START DATASET RECORDS

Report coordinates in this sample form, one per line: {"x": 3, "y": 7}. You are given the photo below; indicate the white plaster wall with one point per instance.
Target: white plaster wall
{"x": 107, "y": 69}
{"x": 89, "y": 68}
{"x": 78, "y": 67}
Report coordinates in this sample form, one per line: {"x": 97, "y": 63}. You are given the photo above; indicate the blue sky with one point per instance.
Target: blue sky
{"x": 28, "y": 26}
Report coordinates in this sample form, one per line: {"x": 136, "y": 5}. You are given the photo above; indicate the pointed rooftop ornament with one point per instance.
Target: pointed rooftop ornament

END DATASET RECORDS

__INSTRUCTIONS FOR THE TASK__: Whatever appears in the listing above, write it down again exactly.

__RESPONSE__:
Report coordinates in this sample form, one per line: {"x": 3, "y": 7}. You are given the photo below; indicate the white plaster wall with one point per instance.
Target: white plaster wall
{"x": 107, "y": 69}
{"x": 89, "y": 68}
{"x": 78, "y": 67}
Report coordinates in this sample form, one per line: {"x": 97, "y": 63}. You are given the photo above; indicate the blue sky with one point per instance.
Target: blue sky
{"x": 28, "y": 26}
Report coordinates in this sample form, one per line: {"x": 136, "y": 5}. You are given the photo above; indicate the pointed rooftop ornament with one point per instance.
Target: pointed rooftop ornament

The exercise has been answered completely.